■ **Stored dataset items**

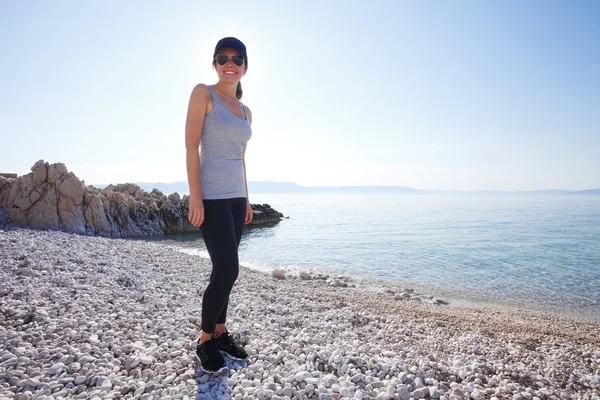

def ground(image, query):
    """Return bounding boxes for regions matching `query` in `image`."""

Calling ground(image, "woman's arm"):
[242,107,252,224]
[185,84,210,226]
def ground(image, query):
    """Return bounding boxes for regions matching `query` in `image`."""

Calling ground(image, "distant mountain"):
[94,181,600,195]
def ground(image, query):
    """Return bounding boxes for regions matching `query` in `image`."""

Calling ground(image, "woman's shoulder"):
[192,83,210,97]
[190,83,213,114]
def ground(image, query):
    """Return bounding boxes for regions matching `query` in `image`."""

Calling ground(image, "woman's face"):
[213,47,248,84]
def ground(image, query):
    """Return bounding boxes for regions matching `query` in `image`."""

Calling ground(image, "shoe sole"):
[194,352,229,375]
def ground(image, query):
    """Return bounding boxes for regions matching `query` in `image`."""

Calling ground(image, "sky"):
[0,0,600,191]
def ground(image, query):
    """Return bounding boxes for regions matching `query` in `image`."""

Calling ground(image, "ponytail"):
[235,82,244,100]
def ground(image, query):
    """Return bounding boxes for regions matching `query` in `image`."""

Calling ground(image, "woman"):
[185,37,252,373]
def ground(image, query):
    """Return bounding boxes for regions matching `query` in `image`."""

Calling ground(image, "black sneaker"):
[215,331,248,360]
[196,334,227,374]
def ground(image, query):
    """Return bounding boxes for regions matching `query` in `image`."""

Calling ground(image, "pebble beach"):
[0,227,600,400]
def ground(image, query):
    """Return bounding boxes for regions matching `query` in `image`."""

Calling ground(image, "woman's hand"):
[188,195,204,227]
[244,201,252,225]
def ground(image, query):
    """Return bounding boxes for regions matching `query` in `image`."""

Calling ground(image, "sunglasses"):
[215,54,244,67]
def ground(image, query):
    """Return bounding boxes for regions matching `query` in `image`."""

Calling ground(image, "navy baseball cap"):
[213,37,248,66]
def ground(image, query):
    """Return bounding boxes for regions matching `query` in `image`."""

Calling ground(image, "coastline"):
[0,227,600,400]
[142,234,600,323]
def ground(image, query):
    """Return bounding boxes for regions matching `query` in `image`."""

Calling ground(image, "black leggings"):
[200,197,246,333]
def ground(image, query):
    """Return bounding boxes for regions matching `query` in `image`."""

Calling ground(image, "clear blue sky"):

■ **WHAT YOU NEED TO DO**
Reproduce the entries from the start through the line containing "[213,47,248,84]", requests included, with every bounding-box coordinate reduced by 60. Leave the pictures out.

■ **ANSWER TO THE EXERCISE**
def ground(image, query):
    """Return bounding boxes for regions matching `query` in `image`."""

Calling ground(image, "woman's arm"):
[182,47,192,164]
[125,24,150,166]
def ground(image, query):
    """Return bounding boxes for regions matching `query` in `image`."""

Calling ground(image, "distant mountain"):
[34,121,540,135]
def ground(image, query):
    """Return bounding boxes for regions matching `query` in `image`."""

Calling ground(image, "woman's shoulder"):
[132,23,150,37]
[130,23,153,54]
def ground(image, query):
    """Return bounding boxes for regions matching `query` in `image`."""

Calling ground(image, "woman's face"):
[153,-13,188,24]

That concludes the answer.